Stated task
Copy out, word for word, the lines from the one containing "Audit check: the red and" up to and including the one containing "93 267 392 392".

Extracted records
#####
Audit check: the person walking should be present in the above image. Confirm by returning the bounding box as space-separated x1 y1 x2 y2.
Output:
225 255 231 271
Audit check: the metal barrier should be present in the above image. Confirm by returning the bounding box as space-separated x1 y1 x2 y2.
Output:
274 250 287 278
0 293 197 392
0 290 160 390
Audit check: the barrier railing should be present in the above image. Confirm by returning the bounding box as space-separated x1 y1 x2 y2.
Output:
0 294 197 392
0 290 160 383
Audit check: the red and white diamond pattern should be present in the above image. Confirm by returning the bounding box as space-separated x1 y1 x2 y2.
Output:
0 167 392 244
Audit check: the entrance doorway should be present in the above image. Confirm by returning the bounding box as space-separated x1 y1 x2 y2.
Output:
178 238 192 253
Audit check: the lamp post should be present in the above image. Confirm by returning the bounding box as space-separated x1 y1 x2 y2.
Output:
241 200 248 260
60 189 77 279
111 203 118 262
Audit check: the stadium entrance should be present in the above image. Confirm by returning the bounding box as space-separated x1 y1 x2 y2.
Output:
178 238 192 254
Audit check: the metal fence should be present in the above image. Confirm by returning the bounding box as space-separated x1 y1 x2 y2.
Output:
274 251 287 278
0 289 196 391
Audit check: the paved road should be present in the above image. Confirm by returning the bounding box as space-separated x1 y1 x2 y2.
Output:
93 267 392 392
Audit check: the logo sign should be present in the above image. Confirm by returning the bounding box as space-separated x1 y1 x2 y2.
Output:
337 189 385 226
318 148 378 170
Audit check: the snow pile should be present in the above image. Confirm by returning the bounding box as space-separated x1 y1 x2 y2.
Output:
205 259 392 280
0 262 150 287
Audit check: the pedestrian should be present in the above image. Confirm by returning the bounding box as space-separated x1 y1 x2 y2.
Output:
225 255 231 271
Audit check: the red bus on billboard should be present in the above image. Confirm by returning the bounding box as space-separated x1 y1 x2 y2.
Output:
#####
Finished exercise
Audit check: the red and white diamond pattern should be present in the above image. Confirm by returning the bounding box as space-separated x1 y1 x2 y2.
Output:
0 167 392 244
Audit check: the entrance doorway should be present in the above image. Confirm by returning the bounding box as space-separated x1 y1 x2 y2.
Output:
178 238 192 253
Audit check: the lamp post should be present in the above image. Confirm by returning the bounding box as space-separated x1 y1 x2 y2.
Output:
241 200 248 260
60 189 77 279
111 203 118 262
Audit check: the stadium entrance should be present in the above image. Confirm by returning the bounding box as space-separated x1 y1 x2 y2.
Output:
178 238 192 254
Audit check: the metal fence should be present in the above image. Confirm by returning the bounding box as space-separated x1 y1 x2 y2.
Output:
274 251 287 278
0 289 196 391
Audit check: the paved road should be present in the above image. Confirm by returning the bounding box as space-separated x1 y1 x2 y2.
Output:
93 267 392 392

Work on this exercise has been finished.